**EXTRAIT DU TEXTE:**
· · ·
La violence aveugle et ciblée des Farc dans les années 1950, 60 et 70 contre les paysans, les industriels, les militaires, les religieux, les ouvriers, les étudiants et les intellectuels, ne serait donc que des actes légitimes et justifiés car destinés à construire le socialisme ? Joxe trouve que la « dérive criminelle » des Farc réside uniquement dans le fait de s’être embarqué dans le trafic de drogues. Voici l’étonnante « vérité » de Nicolas Joxe sur les Farc !
Il n’est pas le premier à essayer de donner un certificat de bonne conduite aux Farc. Certains sociologues parisiens qu’il connaît fort bien légitimaient eux aussi l’action des Farc. En 1998, ils prêchaient (je les ai interviewés), que les Farc étaient juste « une guérilla d’autodéfense » qui prétendait « réformer le régime agraire » et qui « n’avait pas l’ambition de s’emparer de toute la Colombie ». Les faits montrent que cette approche était inepte.
· · ·
**EXERCICE 1:**
D'après le texte sur les Farc, dans quoi réside uniquement la « dérive criminelle » des Farc selon Joxe ?
**EXERCICE 2:**
Reproduisez sans rien changer le passage du texte sur les Farc qui s'ouvre sur les mots « La violence aveugle » et se termine par « sur les Farc ! ».
Les enregistrements ne vous seront d'aucune utilité.

[Entrées de données enregistrées]
· · ·
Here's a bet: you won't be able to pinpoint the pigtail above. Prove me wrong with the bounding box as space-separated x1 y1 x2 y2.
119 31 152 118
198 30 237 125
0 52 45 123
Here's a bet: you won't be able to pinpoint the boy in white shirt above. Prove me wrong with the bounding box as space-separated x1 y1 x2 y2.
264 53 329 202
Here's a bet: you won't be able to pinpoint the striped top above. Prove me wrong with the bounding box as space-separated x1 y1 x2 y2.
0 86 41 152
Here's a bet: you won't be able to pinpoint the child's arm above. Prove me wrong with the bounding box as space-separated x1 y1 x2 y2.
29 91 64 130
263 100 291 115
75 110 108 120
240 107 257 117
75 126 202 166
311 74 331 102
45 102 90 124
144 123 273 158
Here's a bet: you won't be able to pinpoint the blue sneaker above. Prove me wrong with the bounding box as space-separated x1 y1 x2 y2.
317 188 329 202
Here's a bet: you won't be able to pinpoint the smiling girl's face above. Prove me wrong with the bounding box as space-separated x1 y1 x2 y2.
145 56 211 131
· · ·
**RÉPONSE COMPLÈTE 1:**
Dans le fait de s'être embarqué dans le trafic de drogues.

**RÉPONSE COMPLÈTE 2:**
La violence aveugle et ciblée des Farc dans les années 1950, 60 et 70 contre les paysans, les industriels, les militaires, les religieux, les ouvriers, les étudiants et les intellectuels, ne serait donc que des actes légitimes et justifiés car destinés à construire le socialisme ? Joxe trouve que la « dérive criminelle » des Farc réside uniquement dans le fait de s’être embarqué dans le trafic de drogues. Voici l’étonnante « vérité » de Nicolas Joxe sur les Farc !